**Short exercise 1:** Reproduce the passage on camera settings word for word.
**Short exercise 2:** Starting with the line in the listing that contains "Would you mind pointing out the stihl" and going on through the last line of the listing, write those lines out again, requests included, scaling each coordinate in the answers by 0.55 and rounding it to a whole number, with halves rounded up. Give only these lines.

In light of some of the comments from last week regarding photo settings and techniques, I have taken a slightly different approach to normal. This week I have chosen photos, some recent and some older, which illustrate different situations encountered in the field and how to handle them using the settings available on most, if not all, digital SLR cameras. Most of what I have learnt has been either through fellow rangers with more experience, or through my own trial and error. I hope the information helps!

Nyaleti 4:4 Female

Nyaleti Young Female

A close up of Nyaleti Female's eye from some months back. Shutter 1/250sec; F2.8; ISO320. In order to get the very shallow depth of field where only her eye is in focus but the foreground and background are blurred, I used a wide aperture of F2.8. This creates a very shallow depth of field. In situations where you want the viewers attention drawn to a specific point in the photo, this is a good technique to use.

**Data shown:**
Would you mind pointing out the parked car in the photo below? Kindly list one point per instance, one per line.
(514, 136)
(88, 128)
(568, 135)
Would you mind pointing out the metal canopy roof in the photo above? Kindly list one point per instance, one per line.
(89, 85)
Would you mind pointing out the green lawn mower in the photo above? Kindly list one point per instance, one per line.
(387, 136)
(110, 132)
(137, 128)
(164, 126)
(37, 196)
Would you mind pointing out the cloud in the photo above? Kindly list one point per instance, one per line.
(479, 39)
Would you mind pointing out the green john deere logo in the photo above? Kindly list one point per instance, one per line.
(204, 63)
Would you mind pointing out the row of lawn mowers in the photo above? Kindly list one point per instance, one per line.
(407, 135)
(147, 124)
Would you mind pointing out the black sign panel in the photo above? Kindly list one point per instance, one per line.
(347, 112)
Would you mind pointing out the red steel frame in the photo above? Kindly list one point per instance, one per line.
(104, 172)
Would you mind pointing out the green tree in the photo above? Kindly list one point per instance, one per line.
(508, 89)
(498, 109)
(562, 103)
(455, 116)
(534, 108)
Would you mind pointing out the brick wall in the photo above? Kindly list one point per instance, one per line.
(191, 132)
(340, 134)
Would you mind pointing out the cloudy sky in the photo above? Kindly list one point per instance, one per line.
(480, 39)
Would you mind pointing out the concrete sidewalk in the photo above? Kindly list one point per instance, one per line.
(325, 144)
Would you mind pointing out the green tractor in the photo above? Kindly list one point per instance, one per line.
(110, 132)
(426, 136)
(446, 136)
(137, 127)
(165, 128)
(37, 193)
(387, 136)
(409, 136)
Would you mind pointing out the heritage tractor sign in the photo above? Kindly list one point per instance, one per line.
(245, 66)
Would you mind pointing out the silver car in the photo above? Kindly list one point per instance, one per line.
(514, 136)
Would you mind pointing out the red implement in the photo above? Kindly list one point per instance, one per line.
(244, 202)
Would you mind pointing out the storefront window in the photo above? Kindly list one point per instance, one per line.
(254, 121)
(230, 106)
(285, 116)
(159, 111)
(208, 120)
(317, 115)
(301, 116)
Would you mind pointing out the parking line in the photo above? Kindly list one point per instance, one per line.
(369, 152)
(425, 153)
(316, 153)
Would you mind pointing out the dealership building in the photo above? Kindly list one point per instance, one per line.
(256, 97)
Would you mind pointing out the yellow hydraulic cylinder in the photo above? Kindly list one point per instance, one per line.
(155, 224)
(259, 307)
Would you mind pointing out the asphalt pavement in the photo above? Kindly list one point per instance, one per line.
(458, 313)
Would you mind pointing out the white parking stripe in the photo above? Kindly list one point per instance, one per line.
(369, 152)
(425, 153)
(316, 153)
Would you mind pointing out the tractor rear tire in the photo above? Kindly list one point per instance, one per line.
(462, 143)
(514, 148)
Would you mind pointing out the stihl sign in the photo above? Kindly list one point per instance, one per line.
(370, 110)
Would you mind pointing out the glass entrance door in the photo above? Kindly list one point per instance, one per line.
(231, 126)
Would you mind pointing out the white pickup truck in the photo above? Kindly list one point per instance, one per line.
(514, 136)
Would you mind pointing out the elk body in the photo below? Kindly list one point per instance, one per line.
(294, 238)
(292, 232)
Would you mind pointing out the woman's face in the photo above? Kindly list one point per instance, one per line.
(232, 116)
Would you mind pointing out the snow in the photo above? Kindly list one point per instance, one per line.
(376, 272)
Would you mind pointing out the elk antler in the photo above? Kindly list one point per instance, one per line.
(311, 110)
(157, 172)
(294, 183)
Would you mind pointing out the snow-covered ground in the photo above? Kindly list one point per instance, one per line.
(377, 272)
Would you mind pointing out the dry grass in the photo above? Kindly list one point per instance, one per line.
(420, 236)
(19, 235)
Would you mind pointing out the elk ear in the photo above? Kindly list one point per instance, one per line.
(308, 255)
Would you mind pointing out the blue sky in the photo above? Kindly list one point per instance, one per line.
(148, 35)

**Written answer 1:**
In light of some of the comments from last week regarding photo settings and techniques, I have taken a slightly different approach to normal. This week I have chosen photos, some recent and some older, which illustrate different situations encountered in the field and how to handle them using the settings available on most, if not all, digital SLR cameras. Most of what I have learnt has been either through fellow rangers with more experience, or through my own trial and error. I hope the information helps!

Nyaleti 4:4 Female

Nyaleti Young Female

A close up of Nyaleti Female's eye from some months back. Shutter 1/250sec; F2.8; ISO320. In order to get the very shallow depth of field where only her eye is in focus but the foreground and background are blurred, I used a wide aperture of F2.8. This creates a very shallow depth of field. In situations where you want the viewers attention drawn to a specific point in the photo, this is a good technique to use.

**Written answer 2:**
Would you mind pointing out the stihl sign in the photo above? Kindly list one point per instance, one per line.
(204, 61)
Would you mind pointing out the glass entrance door in the photo above? Kindly list one point per instance, one per line.
(127, 69)
Would you mind pointing out the white pickup truck in the photo above? Kindly list one point per instance, one per line.
(283, 75)
Would you mind pointing out the elk body in the photo below? Kindly list one point per instance, one per line.
(162, 131)
(161, 128)
Would you mind pointing out the woman's face in the photo above? Kindly list one point per instance, one per line.
(128, 64)
Would you mind pointing out the snow in the photo above? Kindly list one point per instance, one per line.
(207, 150)
Would you mind pointing out the elk antler in the photo above? Kindly list one point per instance, one per line.
(171, 61)
(86, 95)
(162, 101)
Would you mind pointing out the snow-covered ground in the photo above? Kindly list one point per instance, one per line.
(207, 150)
Would you mind pointing out the dry grass in the photo above? Kindly list one point per instance, one per line.
(231, 130)
(10, 129)
Would you mind pointing out the elk ear in the photo above? Kindly list one point per instance, one per line.
(169, 140)
Would you mind pointing out the blue sky in the photo above? Kindly list one point per instance, one per line.
(81, 19)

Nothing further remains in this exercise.